#### Tasks to perform
[1] List every condition of heat or moisture that the reflection on the crow ascribes to earth's balance, using the text's wording.
[2] For each statement, say whether it agrees with the reflection on the crow, and quote the words that decide it. (a) The writer's emotional dam broke before the age of twenty. (b) The writer says we can expect our best effort from ourselves. (c) The crow gave its wings.

#### Extract to read
····················

I was extremely emotionally repressed growing up. The dam didn’t break until I was almost twenty one and my life bettered in every way. Of course, first, two decades of pent up trauma came spilling out and for a while I felt worse than ever, but I levelled out— new stress and trauma would continue to unfold in my life but I was finally prepared to handle it.
We can’t expect perfection from ourselves, I fumbled and stumbled my way through, but we can expect our best effort.
Our best is what we’re seeking and it is what the drowning but peaceful crow is aware of in the bubbling waters. All excuses disintegrate with water’s erosion. Self sabotage dissolves in freed emotion.
When I was a suicidal child first reaching out for help, I had to momentarily separate myself from my shame and denial. No convoluted reasoning, only the bare boned facts. I grasped a single crow feather.
Air represents separatio— to divide aspects of the healthy self from the unhealthy self, we must understand what is indivisible and how to still identify separate aspects (thinking and feeling are intrinsically entwined, but we can still learn to differentiate thought and emotion, but only when the observing self is isolated from them).
I actively avoided my ‘observing self’ for most of my life, that unbiased voice of true and impartial reason which can assess all data and give an honest summary. “You don’t want to live this way.” I couldn’t afford to listen or concur and when I could, I didn’t because I’d assimilated into the life I didn’t want to live.
We must think critically of what hinders and what heals. We can’t delude ourselves with the hindrances we want to be healing but aren’t, and we can’t pretend true healing is too far out of reach. The airing out is as painful as the burning and washing, but the crow gave its head, not its wings.
No matter what matter we lose, we will be found whole. Each loss is a gain if it illuminates what will never leave us.
I’ve always met the crow of earth last. Born of dirt to return to dirt, all creatures know earth consumes and creates equally. Remnants of trauma and self harm rot away in earth’s balance: not hot enough destroy the metaphorical fungus which eats, digests, and transforms, not cold enough to preserve what must mold, moist enough to be habitable to change and inhabitable to consistency, dry enough that the crystals may harden amongst the decay.

····················

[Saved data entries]
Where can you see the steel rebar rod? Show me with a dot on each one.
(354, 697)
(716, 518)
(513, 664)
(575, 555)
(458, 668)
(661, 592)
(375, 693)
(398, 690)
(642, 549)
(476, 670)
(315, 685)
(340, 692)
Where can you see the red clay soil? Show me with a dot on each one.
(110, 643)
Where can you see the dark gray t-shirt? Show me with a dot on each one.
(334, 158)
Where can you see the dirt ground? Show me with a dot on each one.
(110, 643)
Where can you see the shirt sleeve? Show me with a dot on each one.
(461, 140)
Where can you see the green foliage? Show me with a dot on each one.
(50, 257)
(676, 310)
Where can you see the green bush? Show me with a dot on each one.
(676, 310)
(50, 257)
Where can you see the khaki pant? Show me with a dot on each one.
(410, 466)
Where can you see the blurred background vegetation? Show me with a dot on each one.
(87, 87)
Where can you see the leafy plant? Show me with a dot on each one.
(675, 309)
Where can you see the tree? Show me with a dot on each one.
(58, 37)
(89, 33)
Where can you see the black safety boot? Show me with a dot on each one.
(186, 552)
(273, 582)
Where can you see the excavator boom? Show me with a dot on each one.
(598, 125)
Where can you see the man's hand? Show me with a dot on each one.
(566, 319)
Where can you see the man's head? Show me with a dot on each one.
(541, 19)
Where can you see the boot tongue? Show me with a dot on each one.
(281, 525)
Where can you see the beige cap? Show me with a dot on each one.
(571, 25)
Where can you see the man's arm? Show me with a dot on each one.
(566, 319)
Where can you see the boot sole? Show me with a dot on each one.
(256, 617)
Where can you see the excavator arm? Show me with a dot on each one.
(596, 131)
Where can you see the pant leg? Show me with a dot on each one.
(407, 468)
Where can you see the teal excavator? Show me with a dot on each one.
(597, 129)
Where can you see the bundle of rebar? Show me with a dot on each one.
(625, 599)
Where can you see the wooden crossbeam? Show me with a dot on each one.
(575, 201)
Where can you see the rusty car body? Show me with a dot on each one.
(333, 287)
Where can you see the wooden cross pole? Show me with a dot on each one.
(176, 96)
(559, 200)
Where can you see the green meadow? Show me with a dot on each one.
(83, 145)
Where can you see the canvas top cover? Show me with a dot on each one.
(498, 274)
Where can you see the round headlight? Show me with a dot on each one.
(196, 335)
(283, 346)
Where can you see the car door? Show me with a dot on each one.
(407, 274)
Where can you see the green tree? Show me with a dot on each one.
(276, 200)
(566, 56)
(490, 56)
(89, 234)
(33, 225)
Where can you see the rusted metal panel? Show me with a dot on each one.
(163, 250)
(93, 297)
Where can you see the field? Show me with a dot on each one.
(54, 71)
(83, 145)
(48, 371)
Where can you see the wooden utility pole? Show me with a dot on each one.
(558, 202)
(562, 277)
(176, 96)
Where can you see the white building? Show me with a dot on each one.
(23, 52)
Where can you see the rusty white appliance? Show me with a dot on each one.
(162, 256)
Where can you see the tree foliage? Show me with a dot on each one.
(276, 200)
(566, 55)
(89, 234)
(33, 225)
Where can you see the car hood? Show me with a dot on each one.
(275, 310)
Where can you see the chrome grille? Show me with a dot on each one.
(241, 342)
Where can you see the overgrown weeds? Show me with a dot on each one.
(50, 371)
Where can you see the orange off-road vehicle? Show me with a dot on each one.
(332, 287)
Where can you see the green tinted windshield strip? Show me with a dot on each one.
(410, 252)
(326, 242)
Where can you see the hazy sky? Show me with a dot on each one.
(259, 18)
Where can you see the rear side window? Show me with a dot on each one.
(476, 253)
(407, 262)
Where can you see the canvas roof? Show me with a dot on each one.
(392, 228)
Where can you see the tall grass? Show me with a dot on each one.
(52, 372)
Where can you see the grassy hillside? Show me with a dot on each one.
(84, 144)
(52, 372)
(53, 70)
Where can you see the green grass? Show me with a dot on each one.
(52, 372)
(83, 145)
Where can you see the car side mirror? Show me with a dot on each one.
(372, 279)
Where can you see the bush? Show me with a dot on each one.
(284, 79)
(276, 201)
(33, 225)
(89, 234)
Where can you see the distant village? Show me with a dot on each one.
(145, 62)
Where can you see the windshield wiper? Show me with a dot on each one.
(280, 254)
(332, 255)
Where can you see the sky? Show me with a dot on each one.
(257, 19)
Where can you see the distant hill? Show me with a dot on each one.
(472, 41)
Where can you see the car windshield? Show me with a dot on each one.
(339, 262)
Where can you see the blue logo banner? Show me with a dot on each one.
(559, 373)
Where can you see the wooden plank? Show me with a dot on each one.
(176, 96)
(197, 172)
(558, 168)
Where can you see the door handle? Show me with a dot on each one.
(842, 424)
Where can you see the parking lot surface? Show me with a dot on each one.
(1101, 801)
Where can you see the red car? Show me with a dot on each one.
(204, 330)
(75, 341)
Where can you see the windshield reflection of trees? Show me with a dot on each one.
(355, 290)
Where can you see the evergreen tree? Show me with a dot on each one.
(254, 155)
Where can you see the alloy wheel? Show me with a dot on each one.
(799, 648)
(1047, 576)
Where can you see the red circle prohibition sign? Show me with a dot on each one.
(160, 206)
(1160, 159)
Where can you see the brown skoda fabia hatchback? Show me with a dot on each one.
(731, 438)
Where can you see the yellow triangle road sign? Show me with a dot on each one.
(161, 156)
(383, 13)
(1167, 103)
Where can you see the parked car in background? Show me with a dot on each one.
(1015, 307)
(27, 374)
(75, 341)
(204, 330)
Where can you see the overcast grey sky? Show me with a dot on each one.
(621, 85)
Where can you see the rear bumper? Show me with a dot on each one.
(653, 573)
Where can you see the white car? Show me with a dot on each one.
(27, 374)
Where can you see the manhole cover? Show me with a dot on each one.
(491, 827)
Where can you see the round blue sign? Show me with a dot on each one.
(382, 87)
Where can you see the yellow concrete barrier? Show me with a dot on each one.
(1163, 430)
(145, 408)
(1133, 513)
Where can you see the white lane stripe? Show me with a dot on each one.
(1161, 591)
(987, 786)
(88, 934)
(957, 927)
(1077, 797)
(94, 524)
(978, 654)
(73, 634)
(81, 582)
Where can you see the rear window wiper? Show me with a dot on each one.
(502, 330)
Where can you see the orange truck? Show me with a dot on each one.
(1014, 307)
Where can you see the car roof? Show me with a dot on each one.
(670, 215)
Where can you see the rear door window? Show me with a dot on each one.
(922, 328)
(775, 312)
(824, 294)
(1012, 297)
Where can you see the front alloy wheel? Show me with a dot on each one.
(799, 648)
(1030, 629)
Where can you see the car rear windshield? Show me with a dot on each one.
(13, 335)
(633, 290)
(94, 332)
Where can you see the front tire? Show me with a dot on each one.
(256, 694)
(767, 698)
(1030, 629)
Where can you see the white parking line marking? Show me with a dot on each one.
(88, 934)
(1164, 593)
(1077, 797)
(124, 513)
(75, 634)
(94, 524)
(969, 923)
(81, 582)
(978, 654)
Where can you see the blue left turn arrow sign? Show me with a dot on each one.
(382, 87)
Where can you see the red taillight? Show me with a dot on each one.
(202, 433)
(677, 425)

····················

#### Solutions below
[1] not hot enough; not cold enough; moist enough; dry enough

[2]
(a) No: "The dam didn’t break until I was almost twenty one"
(b) Yes: "but we can expect our best effort."
(c) No: "the crow gave its head, not its wings."